- GIVEN PROBLEM: Turn part of the material below into a numbered list: begin with the line containing "pixel 146 142." and continue through the line containing "pixel 74 55", including both of those lines. Skip blank lines and leave out everything else.

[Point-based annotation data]
────────────────────
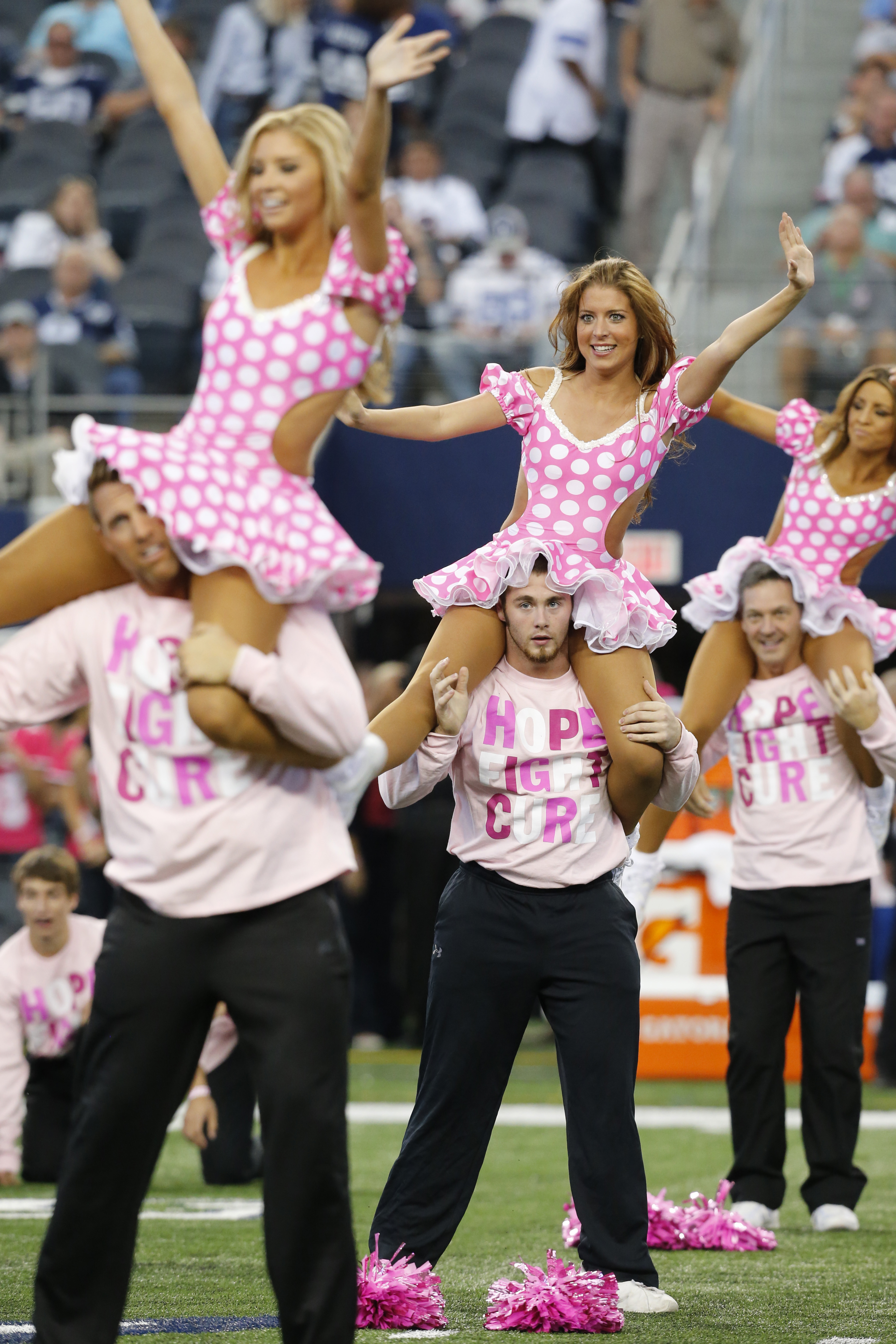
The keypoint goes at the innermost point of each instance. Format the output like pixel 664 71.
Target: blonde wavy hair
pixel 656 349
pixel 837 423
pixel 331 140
────────────────────
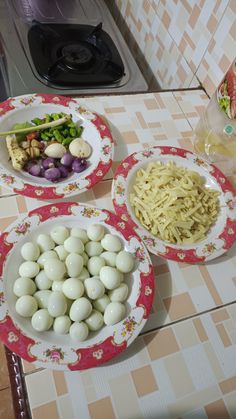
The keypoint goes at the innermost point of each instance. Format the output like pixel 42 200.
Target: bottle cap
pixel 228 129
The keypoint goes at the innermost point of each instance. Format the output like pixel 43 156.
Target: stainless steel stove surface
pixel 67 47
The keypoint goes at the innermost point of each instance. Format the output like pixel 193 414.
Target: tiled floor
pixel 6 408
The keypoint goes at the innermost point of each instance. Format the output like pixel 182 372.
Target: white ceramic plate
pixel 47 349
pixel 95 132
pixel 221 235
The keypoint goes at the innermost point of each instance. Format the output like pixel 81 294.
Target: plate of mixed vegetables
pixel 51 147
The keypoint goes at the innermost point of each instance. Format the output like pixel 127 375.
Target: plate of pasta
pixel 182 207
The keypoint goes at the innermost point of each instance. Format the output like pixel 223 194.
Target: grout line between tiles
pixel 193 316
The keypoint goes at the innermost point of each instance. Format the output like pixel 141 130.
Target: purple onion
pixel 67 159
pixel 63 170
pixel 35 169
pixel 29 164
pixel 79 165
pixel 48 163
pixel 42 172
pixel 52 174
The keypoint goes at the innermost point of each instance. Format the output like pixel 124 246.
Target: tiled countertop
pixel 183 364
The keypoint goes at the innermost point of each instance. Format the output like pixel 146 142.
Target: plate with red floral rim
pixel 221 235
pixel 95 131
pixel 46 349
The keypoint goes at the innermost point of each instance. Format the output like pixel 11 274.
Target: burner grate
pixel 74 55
────────────────────
- RIGHT ANSWER:
1. The keypoint goes at the innermost point of each instance. Format the output like pixel 146 142.
2. Target: plate with red floral rim
3. pixel 221 235
4. pixel 95 131
5. pixel 46 349
6. The keypoint goes at the innermost point of each instance. Format the output like pixel 11 274.
7. Target: burner grate
8. pixel 74 55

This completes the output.